Stated problem a:
Extract every line of the rows below that contains the word "side".

Excerpted text:
============

3 x higher performance of heat rejection
1/3 pressure drop
22% less weight
Optimum form factor, 55mm smaller
*when benchmarked against traditionally manufactured motorsport heat exchanger
This is the story about the foundation on which Conflux Technology was built – our first patented design – a gamechanger at the time of its inception, and one from where we’ve now progressed in leaps and bounds. As evidence of the potential of additive manufacturing (AM) in heat exchangers, this first design enabled us to make our mark on the world-stage and further the progression of AM technology across many industries.
In 2014, our CEO and Founder, Michael Fuller, saw the possibilities of using metal additive manufacturing to create high-performance heat exchangers. Using a Formula One Test Map for the development process, Michael set about determining whether the design could make the grade within the most unforgiving environment – F1 motorsport – based on direct feedback from an international F1 team.
A grant allowed us to leverage the skills of the CSIRO and their vastly experienced Fluids Engineering Group as part of the ongoing, iterative development of our heat exchanger design.
By 2017, this heat exchanger would be the ultimate reward for our collective efforts, leading to Conflux’s seed funding, and the starting point from where all our product families have evolved. The realisation of this design was seminal to our business.
Heat exchange is a thermodynamic technology used across many industries, with its application in motorsport being one of the more complex due to the harsh performance environments and the demand for smaller, more efficient and lighter components. In the minds of F1 engineers, aerodynamics is king – similar to the requirements of aviation – so immense importance is placed on the ability to optimise the motor vehicle shape to maximum aerodynamic advantage using all the integrated parts and systems under the skin of the vehicle.
In developing our this heat exchanger, we were challenged with proving that AM – a form of manufacturing still relatively young in its maturity cycle – could adequately compete, and even beat, traditional manufacturing processes in creating lighter weight and higher performing heat exchangers. Similarly, the utilisation of 3D printing in heat exchanger development had been extremely limited up until this point, with many naysayers believing it could not be applied to heat exchangers at all.
To prove viability of our heat exchanger for a Formula One application, we needed to design for a series of boundary conditions. This involved the development of cutting-edge geometries – high surface area density, combined with optimised fluid pathways and 3D surface features – that were rigorously tested to determine exactly what was possible, and what would provide the best performance standards.
Given we were pushing the boundaries of AM capabilities, we faced many hurdles with the production. The walls of the heat exchanger needed to be very thin, with sub-optimal build angles and good material properties. This meant that we failed repeatedly but, ultimately, were able to learn from our failures because each attempt helped establish a new baseline for parameters in the machine and design.

============

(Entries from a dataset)
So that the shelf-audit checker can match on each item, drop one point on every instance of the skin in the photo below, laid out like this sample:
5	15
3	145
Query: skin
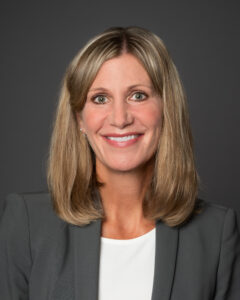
126	171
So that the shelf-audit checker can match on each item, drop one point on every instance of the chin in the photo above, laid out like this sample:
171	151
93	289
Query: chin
125	166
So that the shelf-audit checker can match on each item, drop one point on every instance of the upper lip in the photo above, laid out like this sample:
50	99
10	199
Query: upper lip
123	134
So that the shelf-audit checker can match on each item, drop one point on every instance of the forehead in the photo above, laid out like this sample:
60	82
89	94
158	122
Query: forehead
122	70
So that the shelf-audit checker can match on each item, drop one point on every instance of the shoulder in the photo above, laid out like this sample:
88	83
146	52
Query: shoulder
213	221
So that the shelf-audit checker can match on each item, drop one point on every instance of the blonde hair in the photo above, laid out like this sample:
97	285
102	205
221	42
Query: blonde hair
71	174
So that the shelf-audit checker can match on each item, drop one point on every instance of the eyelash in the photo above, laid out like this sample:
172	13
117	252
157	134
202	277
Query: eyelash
101	95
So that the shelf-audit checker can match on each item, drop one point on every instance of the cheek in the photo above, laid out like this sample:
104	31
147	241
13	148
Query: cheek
92	119
151	116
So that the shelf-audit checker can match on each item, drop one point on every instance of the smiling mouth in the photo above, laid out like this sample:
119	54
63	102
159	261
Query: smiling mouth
123	139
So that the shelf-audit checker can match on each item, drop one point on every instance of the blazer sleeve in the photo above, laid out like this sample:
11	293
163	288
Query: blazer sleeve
15	256
228	275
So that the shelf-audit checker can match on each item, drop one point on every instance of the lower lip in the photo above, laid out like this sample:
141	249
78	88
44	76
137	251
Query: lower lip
124	143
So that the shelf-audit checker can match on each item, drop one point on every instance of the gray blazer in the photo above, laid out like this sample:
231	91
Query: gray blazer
42	257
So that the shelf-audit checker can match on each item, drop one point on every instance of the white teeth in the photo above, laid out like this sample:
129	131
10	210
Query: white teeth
123	139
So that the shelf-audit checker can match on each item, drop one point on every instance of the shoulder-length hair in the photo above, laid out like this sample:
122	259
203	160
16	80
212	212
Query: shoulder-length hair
71	174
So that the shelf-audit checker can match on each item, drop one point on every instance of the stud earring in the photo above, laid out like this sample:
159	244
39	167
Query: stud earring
81	129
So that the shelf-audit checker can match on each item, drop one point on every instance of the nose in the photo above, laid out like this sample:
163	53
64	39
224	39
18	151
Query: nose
120	115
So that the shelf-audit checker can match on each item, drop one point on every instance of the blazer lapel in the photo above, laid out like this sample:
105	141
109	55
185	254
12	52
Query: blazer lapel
165	260
86	260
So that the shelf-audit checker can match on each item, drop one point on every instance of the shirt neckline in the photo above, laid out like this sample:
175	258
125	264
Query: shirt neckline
129	241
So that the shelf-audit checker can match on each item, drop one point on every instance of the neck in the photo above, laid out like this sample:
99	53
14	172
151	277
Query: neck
122	196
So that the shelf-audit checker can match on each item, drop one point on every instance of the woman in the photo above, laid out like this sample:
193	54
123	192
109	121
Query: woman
125	222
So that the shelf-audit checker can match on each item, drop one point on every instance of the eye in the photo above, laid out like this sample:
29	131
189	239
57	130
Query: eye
140	96
99	99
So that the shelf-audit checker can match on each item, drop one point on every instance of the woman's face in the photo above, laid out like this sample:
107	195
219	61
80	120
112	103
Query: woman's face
122	116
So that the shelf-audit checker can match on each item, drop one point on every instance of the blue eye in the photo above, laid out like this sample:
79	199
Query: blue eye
99	99
140	96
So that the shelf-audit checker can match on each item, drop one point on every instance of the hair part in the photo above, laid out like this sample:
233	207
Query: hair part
71	173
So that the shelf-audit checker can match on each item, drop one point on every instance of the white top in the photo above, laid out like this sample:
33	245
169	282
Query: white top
127	268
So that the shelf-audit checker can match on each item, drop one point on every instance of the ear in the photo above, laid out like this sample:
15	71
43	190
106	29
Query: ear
79	119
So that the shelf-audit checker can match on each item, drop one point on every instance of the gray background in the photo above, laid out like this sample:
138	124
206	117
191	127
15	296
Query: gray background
38	40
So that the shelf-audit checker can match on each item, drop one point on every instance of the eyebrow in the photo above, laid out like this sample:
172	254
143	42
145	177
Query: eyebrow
129	88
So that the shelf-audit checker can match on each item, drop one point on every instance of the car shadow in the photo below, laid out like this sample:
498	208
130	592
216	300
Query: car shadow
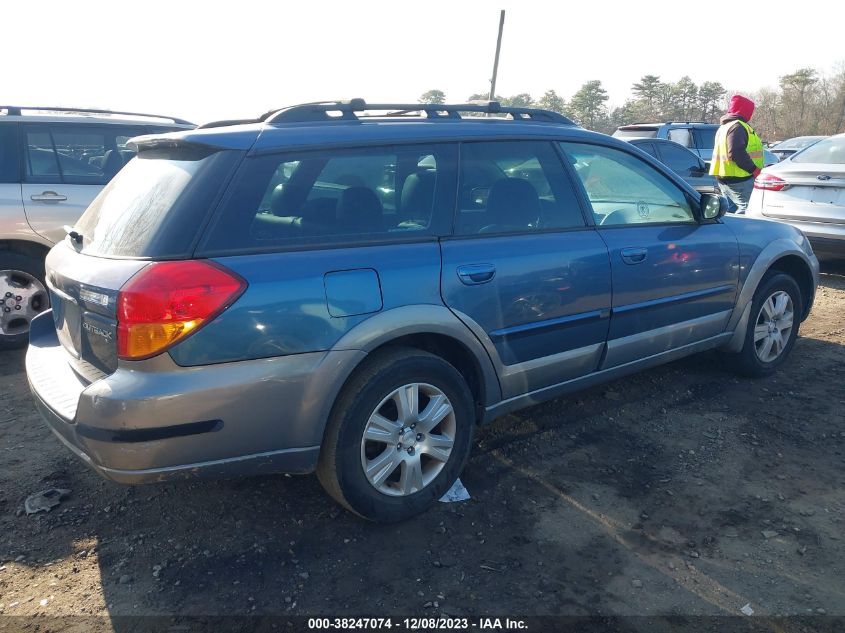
278	546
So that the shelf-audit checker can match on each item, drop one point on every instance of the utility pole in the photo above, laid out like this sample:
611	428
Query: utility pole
496	61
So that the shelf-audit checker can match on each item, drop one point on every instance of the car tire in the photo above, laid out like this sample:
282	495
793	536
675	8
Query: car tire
23	294
378	479
776	303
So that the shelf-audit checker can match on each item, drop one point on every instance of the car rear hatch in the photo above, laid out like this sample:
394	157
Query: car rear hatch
153	210
811	192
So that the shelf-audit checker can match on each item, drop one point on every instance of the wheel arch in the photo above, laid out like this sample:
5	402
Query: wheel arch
800	271
433	329
782	255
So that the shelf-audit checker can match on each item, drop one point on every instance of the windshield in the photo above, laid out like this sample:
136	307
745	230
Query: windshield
153	207
830	151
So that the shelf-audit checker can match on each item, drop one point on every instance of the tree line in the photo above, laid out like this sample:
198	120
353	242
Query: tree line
806	101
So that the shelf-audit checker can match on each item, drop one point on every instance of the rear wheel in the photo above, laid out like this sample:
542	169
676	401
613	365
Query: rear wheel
23	295
772	327
399	435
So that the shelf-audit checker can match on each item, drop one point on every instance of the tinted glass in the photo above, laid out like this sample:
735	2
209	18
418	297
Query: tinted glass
41	163
9	154
830	151
514	186
77	154
705	138
156	206
623	190
678	159
636	133
799	142
347	196
681	136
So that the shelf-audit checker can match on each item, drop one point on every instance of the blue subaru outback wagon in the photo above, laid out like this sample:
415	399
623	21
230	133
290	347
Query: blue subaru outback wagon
351	288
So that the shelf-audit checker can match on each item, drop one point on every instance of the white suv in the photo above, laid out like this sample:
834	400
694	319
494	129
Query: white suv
53	163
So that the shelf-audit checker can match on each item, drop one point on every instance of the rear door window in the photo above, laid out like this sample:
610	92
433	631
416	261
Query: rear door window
513	187
338	196
705	138
681	135
70	154
624	190
9	154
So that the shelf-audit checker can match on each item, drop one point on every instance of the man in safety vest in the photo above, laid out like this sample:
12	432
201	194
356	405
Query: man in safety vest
737	154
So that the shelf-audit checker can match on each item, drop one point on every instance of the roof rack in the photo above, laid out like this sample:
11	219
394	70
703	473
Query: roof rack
16	111
348	111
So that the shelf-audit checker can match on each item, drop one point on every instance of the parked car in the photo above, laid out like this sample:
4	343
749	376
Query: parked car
680	160
697	136
787	148
53	162
807	190
351	288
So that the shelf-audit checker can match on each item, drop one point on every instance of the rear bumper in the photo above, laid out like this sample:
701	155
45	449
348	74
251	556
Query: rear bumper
154	421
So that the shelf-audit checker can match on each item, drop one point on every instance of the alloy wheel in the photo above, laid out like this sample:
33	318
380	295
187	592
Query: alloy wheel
408	439
22	298
773	326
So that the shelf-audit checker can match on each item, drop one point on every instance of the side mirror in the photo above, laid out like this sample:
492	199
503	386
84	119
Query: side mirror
699	170
713	207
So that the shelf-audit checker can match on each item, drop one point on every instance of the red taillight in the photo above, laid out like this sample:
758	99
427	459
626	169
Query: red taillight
166	301
769	182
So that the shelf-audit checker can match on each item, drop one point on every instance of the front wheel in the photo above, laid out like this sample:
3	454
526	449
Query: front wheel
398	437
772	327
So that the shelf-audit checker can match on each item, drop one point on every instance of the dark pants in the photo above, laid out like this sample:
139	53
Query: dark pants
738	192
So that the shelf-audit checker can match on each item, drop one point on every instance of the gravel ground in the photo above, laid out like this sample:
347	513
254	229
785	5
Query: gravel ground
684	490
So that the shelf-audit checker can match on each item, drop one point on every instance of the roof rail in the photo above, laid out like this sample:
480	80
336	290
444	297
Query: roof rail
347	111
16	111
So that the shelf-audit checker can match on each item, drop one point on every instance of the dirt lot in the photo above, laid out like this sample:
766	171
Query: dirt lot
684	490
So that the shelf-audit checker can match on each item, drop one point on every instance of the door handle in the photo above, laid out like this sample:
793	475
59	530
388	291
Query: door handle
48	196
633	255
474	274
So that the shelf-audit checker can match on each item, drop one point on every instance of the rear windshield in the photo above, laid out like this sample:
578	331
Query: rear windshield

============

Stated problem b:
Answer these questions from the heat exchanger text above:
(i) In what year did Michael Fuller see the possibilities of using metal additive manufacturing for heat exchangers?
(ii) Which CSIRO group's skills did a grant let the company draw on?
(iii) How much less weight does the text claim?

Full response a:
So that the shelf-audit checker can match on each item, drop one point on every instance of the side mirror in the photo above, laid out like this sample:
Query: side mirror

Full response b:
(i) 2014
(ii) The Fluids Engineering Group
(iii) 22% less weight